* START DOCUMENT SECTION *

These days, there are still many different sights and places to visit around Ljubljana which bear witness to the city’s past. The best place to start is at the City Museum, where you can get a guide and take a self-guided tour (or upon prior arrangement a guided tour) of the Emona Roman Trail of Ljubljana. The circular trail takes you past finds from Roman Emona, which, in its entirety, measured a mere 524 x 435 metres and was believed to have had around 500 inhabitants. Amongst the sights are two archaeological parks, a Roman wall, the former town gate and one of the most beautiful finds from the antiquity, the statue of an Emonan.

Ljubljana was chosen as the European Green Capital 2016 by the European Commission for ‘its raising environmental awareness amongst its citizens, its sustainability strategy ‘Vision 2025’, its implementation of a range of urban green measures over the past decade and its impressive transportation network’. Amongst others, the city boasts 542 square metres of green space per resident, use of, and ease of access to, environmentally-friendly public transportquality drinking water, participation in the ‘zerowaste’ programme, good air quality and sustainable tourism.

* END DOCUMENT SECTION *

→ STATED GOAL 1
Rewrite the paragraph of the Ljubljana passage that begins "These days, there are still" as a short list, keeping its main facts.
→ STATED GOAL 2
Please copy the Ljubljana passage from "Ljubljana was chosen as" up to and including "and sustainable tourism.".
The material has no connection to the Ljubljana passage.

* START MATERIAL SUPPLIED *

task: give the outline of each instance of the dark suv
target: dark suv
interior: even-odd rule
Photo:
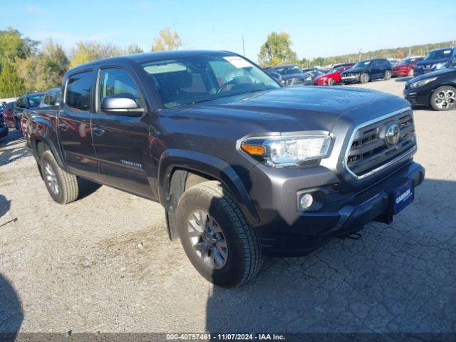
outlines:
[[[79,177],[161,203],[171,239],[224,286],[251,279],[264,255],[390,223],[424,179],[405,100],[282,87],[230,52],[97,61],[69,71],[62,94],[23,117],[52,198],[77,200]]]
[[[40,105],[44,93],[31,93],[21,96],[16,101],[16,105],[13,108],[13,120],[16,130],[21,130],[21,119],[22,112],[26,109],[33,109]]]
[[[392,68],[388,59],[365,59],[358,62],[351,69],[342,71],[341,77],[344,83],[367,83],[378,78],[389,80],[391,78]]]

* END MATERIAL SUPPLIED *
* START MATERIAL SUPPLIED *

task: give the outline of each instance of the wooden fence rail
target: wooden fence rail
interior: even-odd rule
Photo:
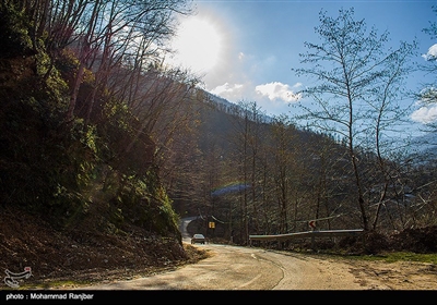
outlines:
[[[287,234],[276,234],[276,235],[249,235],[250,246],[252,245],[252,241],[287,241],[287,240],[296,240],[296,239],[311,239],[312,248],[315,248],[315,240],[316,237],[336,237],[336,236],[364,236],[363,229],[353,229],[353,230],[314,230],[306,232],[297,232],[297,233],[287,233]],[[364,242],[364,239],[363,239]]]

* END MATERIAL SUPPLIED *

→ EXERCISE OUTPUT 1
- Many sights around Ljubljana still show the city's past.
- The City Museum is the best place to start. Visitors can get a guide there for a self-guided tour of the Emona Roman Trail, or arrange a guided tour in advance.
- The circular trail passes finds from Roman Emona. The whole town measured only 524 x 435 meters and is believed to have had about 500 inhabitants.
- Sights include two archaeological parks, a Roman wall, the former town gate and the statue of an Emonan, one of the most beautiful finds from antiquity.

→ EXERCISE OUTPUT 2
Ljubljana was chosen as the European Green Capital 2016 by the European Commission for ‘its raising environmental awareness amongst its citizens, its sustainability strategy ‘Vision 2025’, its implementation of a range of urban green measures over the past decade and its impressive transportation network’. Amongst others, the city boasts 542 square metres of green space per resident, use of, and ease of access to, environmentally-friendly public transportquality drinking water, participation in the ‘zerowaste’ programme, good air quality and sustainable tourism.